> Work to be completed: List every line in the rows below that contains the string "boot", copying each line in full. Case counts.

> Supplied material:
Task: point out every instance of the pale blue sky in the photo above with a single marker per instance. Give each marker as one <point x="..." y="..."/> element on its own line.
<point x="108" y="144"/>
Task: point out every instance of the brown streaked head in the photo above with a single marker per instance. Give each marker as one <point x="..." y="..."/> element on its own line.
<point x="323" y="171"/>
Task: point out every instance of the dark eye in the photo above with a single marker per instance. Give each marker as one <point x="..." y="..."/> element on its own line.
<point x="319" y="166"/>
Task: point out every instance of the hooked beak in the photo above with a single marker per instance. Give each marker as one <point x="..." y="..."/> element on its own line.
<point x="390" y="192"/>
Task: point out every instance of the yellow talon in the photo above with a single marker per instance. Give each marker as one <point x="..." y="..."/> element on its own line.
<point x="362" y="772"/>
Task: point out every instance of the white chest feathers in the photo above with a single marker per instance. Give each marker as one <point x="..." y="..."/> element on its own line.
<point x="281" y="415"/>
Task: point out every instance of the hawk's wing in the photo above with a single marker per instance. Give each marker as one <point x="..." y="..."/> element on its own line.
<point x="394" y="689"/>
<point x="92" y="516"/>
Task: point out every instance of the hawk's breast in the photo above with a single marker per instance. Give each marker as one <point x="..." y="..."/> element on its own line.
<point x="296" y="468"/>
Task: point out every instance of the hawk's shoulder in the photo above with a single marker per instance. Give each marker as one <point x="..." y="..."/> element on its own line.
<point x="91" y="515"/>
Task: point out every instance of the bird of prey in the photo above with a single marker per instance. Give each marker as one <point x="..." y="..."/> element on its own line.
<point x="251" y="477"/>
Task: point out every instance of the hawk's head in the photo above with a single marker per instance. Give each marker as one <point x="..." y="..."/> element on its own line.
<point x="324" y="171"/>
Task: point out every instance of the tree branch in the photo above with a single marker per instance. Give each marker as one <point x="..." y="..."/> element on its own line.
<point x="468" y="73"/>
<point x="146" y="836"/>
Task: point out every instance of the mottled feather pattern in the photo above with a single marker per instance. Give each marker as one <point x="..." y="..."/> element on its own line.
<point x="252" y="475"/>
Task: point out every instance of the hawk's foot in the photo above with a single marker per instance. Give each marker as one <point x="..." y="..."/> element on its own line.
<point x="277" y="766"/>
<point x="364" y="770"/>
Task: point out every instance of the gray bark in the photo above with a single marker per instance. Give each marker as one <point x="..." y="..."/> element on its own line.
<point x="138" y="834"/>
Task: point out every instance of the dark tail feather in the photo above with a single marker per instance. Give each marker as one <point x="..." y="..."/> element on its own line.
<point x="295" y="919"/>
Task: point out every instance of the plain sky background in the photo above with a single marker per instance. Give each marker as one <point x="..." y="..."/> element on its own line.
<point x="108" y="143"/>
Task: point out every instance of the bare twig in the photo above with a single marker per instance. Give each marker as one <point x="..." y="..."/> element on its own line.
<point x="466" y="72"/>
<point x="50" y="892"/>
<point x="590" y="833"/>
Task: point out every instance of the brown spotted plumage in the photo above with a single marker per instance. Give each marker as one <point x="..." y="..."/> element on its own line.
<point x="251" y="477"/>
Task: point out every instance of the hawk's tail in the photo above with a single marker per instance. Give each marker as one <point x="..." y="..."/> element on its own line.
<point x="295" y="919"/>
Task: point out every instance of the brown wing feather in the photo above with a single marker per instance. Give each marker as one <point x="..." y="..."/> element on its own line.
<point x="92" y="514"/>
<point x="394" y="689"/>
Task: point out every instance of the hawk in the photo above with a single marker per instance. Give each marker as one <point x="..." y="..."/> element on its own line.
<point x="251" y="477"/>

...

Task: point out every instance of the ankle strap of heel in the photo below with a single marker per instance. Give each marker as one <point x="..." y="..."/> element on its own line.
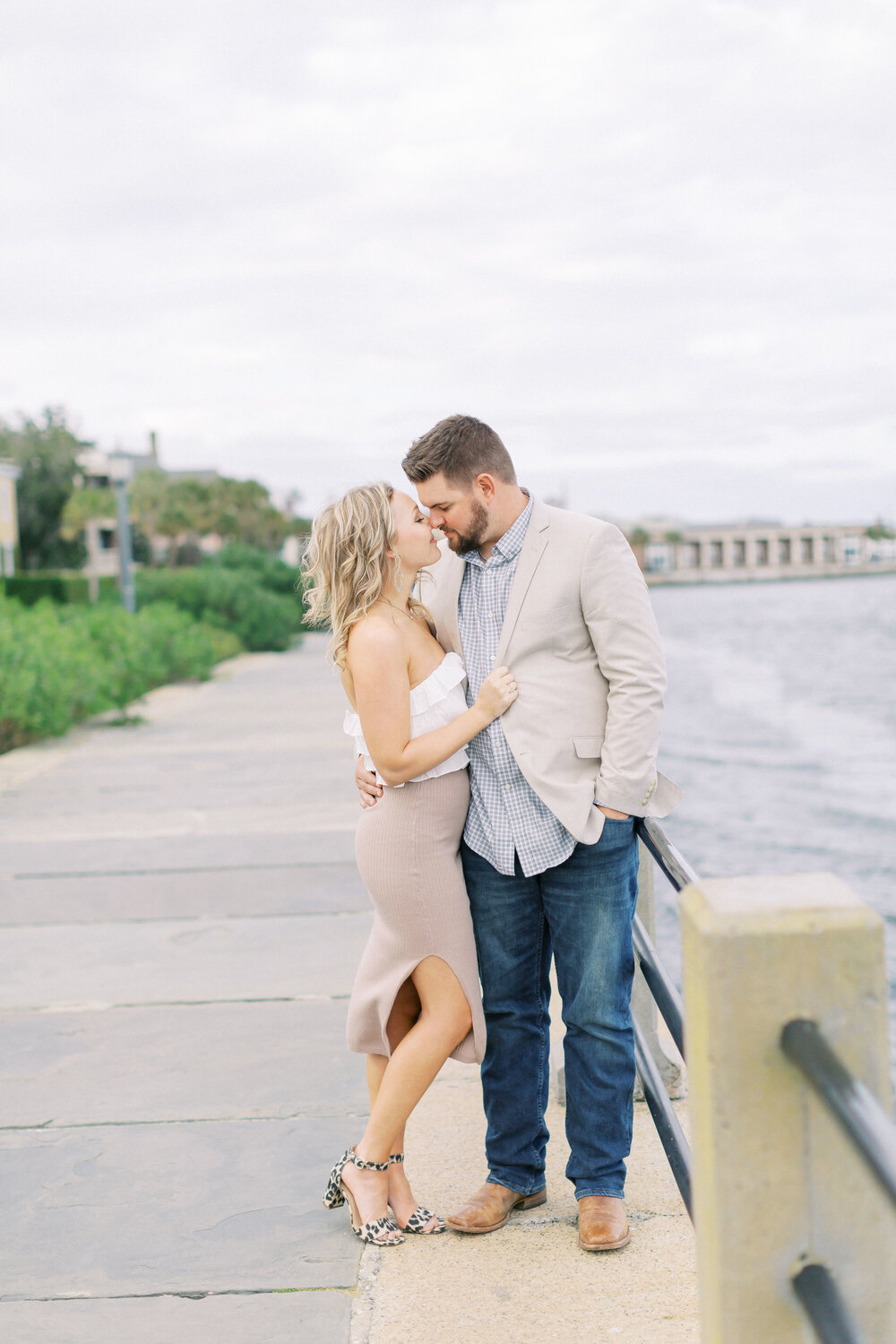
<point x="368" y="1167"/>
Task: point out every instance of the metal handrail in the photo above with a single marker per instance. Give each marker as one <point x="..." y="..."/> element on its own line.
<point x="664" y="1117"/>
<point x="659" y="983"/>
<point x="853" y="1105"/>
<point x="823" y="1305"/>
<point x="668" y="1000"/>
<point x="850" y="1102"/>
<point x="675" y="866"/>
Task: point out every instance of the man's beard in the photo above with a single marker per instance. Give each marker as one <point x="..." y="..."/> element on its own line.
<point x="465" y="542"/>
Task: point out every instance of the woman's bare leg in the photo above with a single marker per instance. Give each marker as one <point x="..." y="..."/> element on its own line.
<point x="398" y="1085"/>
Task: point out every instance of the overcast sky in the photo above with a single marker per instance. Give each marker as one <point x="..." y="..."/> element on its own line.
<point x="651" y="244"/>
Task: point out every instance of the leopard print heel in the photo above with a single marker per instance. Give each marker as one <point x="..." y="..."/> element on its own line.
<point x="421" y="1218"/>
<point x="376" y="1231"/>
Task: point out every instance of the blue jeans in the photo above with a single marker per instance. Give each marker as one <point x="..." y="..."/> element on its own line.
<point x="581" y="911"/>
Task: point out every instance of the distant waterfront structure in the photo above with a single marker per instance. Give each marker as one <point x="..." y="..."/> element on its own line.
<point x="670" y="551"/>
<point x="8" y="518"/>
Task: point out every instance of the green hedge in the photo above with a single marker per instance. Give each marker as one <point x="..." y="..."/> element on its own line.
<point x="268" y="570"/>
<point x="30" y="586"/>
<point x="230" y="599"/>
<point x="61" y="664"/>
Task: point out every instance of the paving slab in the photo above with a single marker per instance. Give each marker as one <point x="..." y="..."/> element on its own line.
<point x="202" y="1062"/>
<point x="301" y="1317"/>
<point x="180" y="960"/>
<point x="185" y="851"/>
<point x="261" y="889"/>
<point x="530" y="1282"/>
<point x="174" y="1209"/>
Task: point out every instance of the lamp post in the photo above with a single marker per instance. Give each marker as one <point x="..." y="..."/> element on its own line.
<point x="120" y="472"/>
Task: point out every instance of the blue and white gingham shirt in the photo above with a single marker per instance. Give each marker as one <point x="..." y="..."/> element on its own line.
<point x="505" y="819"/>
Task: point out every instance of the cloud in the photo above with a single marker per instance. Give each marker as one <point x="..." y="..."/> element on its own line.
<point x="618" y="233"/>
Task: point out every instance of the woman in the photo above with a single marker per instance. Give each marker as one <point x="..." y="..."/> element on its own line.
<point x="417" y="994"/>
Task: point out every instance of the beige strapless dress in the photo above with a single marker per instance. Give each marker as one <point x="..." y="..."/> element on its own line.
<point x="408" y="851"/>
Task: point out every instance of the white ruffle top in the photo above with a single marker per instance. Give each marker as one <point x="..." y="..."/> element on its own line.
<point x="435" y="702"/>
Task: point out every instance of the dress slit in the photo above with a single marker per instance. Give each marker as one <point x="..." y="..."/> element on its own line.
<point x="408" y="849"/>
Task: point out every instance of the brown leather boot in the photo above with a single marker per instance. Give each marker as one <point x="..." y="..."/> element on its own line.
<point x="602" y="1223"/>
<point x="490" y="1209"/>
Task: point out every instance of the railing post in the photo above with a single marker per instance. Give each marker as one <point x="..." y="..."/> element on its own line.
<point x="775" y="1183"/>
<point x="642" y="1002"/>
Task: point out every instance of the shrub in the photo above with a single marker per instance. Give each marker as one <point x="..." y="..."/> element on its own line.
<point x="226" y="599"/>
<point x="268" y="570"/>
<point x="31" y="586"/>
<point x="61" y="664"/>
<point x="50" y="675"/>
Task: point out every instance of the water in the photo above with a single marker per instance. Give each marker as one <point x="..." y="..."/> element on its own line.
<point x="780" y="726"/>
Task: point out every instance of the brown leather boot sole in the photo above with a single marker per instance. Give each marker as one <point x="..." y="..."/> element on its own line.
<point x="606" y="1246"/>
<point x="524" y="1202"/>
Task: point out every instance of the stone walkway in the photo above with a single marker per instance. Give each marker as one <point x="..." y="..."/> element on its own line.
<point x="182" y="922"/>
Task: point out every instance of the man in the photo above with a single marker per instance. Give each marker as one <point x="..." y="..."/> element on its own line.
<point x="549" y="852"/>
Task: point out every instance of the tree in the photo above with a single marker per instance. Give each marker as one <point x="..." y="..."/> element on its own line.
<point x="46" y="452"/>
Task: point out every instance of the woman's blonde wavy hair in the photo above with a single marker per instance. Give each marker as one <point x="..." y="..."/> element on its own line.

> Answer in full:
Task: point out every instance of the brown leather boot in the photo above with a single marker per instance. Give each marker as one <point x="..." y="..."/> element on its own line.
Task: point out every instance of the brown leather boot sole in the photo above with a single marker per instance. Give each marker as one <point x="..." y="..."/> element on its own line.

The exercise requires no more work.